RAW DATA =
^^^^

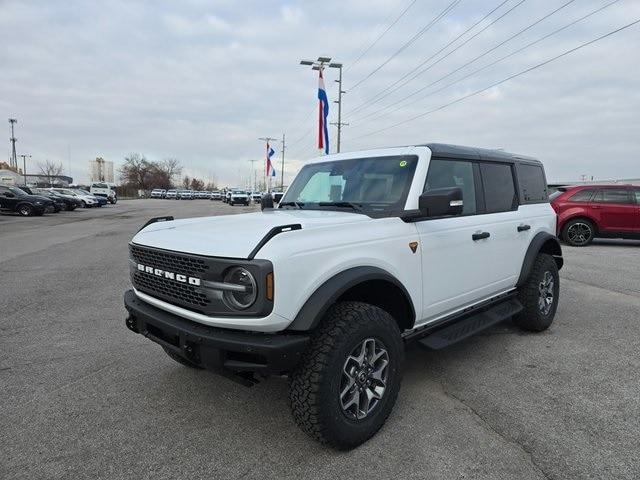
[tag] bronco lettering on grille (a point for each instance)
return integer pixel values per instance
(170, 275)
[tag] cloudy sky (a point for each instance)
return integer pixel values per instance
(201, 80)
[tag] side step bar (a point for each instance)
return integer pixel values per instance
(476, 322)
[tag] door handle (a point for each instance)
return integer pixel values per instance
(480, 236)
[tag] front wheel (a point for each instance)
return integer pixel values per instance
(347, 383)
(539, 295)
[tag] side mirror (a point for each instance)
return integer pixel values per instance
(266, 201)
(441, 201)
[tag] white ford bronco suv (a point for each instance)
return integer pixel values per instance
(366, 252)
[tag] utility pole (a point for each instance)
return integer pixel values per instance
(24, 167)
(267, 140)
(282, 169)
(320, 65)
(253, 174)
(13, 162)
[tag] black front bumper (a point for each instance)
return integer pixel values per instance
(222, 350)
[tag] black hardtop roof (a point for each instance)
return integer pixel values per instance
(473, 153)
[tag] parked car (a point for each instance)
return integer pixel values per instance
(70, 203)
(586, 212)
(103, 189)
(366, 252)
(13, 199)
(240, 197)
(58, 203)
(87, 200)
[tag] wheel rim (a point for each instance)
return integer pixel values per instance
(579, 233)
(364, 378)
(545, 288)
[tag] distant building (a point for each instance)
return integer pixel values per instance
(10, 177)
(100, 170)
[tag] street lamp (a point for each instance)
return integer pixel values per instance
(320, 64)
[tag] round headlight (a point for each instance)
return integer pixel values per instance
(241, 298)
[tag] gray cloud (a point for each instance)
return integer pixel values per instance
(201, 80)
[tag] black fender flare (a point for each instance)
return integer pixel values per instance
(541, 242)
(326, 295)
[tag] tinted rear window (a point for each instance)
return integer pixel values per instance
(533, 186)
(583, 195)
(499, 189)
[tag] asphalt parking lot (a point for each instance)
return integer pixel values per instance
(83, 397)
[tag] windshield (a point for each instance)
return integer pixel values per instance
(379, 184)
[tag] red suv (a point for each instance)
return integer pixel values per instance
(590, 211)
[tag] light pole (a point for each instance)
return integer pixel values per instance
(24, 167)
(320, 64)
(267, 140)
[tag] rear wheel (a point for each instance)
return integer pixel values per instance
(539, 295)
(578, 232)
(25, 210)
(180, 359)
(347, 383)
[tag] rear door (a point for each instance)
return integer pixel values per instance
(616, 209)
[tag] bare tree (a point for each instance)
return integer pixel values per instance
(50, 169)
(171, 168)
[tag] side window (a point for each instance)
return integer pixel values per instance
(582, 196)
(613, 195)
(499, 189)
(453, 173)
(533, 186)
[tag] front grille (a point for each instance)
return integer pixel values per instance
(170, 261)
(183, 294)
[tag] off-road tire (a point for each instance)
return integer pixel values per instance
(25, 210)
(572, 223)
(532, 318)
(181, 360)
(314, 390)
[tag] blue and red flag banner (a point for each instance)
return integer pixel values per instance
(271, 172)
(323, 113)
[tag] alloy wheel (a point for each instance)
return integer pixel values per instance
(579, 233)
(545, 289)
(364, 378)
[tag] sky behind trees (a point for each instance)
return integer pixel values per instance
(200, 80)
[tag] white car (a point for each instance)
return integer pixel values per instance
(240, 197)
(103, 189)
(88, 201)
(366, 252)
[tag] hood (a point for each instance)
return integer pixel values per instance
(234, 236)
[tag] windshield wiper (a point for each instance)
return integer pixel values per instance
(353, 206)
(298, 205)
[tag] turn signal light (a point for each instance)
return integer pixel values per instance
(270, 286)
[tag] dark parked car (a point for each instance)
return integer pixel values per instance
(12, 199)
(589, 211)
(58, 204)
(69, 203)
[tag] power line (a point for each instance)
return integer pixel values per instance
(375, 98)
(483, 54)
(421, 32)
(351, 64)
(471, 74)
(511, 77)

^^^^

WHAT IS ASKED = Output the entries above exactly. Drop the pictures.

OUTPUT FOR THIS EXERCISE =
[tag] bronco lettering on grille (a point for each instance)
return integer pixel values per instance
(170, 275)
[tag] cloudy sky (a point for each instance)
return integer pixel values per instance
(201, 80)
[tag] side step bar (a point for each instance)
return integer pixel values per instance
(476, 322)
[tag] door handle (a point for each instance)
return integer pixel values per instance
(480, 236)
[tag] front wheel (a point for each instance)
return integer pixel values per instance
(347, 383)
(539, 295)
[tag] side mirror (a point for each instance)
return integer pixel values per instance
(266, 201)
(441, 201)
[tag] white ford bronco suv (a point for each instance)
return integer pixel values per instance
(366, 252)
[tag] utility pole (a point for each instance)
return integer pixel values per instance
(24, 167)
(267, 140)
(282, 169)
(320, 65)
(253, 174)
(13, 162)
[tag] black front bumper (a point for each instance)
return integer pixel values per instance
(222, 350)
[tag] black hardtop roof (a point for each instance)
return integer pixel values per instance
(473, 153)
[tag] parked car (a point for each instance)
return integer pixel values per instance
(70, 203)
(586, 212)
(103, 189)
(366, 252)
(13, 199)
(240, 197)
(58, 203)
(87, 200)
[tag] wheel rim (a point for each instance)
return integer pixel values per instance
(579, 233)
(364, 378)
(545, 288)
[tag] distant building (a point for each instance)
return integer pixel values per instance
(10, 177)
(100, 170)
[tag] street lamp (a point for each instance)
return integer pixel values per instance
(320, 64)
[tag] round headlight (a point for each instance)
return integer pixel values per instance
(241, 298)
[tag] gray cloud (a point for each instance)
return integer pixel values per instance
(201, 80)
[tag] black fender flare (a point for each instance)
return integer pixel values per instance
(541, 242)
(326, 295)
[tag] tinted rear window (a point for each instance)
return integer pixel values per instance
(533, 186)
(583, 195)
(499, 189)
[tag] asphalt parking lot (a point for each instance)
return integer pixel values per instance
(83, 397)
[tag] windshield (a point for each instance)
return integer pixel values per instance
(379, 184)
[tag] red suv (a point for each instance)
return integer pixel values per instance
(590, 211)
[tag] light pole (a point for each instance)
return integer pixel values per instance
(24, 167)
(320, 64)
(267, 140)
[tag] rear wheel (a point for each instance)
return integer pixel values per instance
(539, 295)
(578, 232)
(25, 210)
(180, 359)
(347, 383)
[tag] rear door (a point for each instance)
return integer pixel values per instance
(616, 209)
[tag] bare tree (a point for each instance)
return integer pixel values per instance
(50, 169)
(171, 168)
[tag] side window (a point for each instance)
return integer pixel values per instance
(582, 196)
(613, 195)
(499, 189)
(453, 173)
(533, 186)
[tag] front grille (a point for each instance)
return integer pixel values per instance
(170, 261)
(183, 294)
[tag] off-road tire (a point for each instance)
return integer pixel values per instance
(25, 210)
(572, 223)
(532, 318)
(181, 360)
(314, 390)
[tag] blue and red flag banner (a point for each instance)
return integer pixel values per instance
(271, 172)
(323, 113)
[tag] alloy wheel (a point for each instance)
return integer pixel values per instance
(579, 233)
(545, 289)
(364, 378)
[tag] sky behind trees (a point for each instance)
return integer pixel values per instance
(200, 80)
[tag] white car (a point for each instance)
return integer pixel values per instance
(240, 197)
(103, 189)
(88, 201)
(366, 252)
[tag] hood (a point for each instance)
return integer pixel values per instance
(234, 236)
[tag] windshield wiper (a point for each instance)
return integer pixel values per instance
(353, 206)
(298, 205)
[tag] turn signal light (a point for each instance)
return integer pixel values per instance
(270, 286)
[tag] dark parked car (a point for each instance)
return integer pixel values per instance
(12, 199)
(589, 211)
(58, 204)
(69, 203)
[tag] power line (a point for each instance)
return integer pixel values per instance
(375, 98)
(483, 54)
(421, 32)
(351, 64)
(471, 74)
(511, 77)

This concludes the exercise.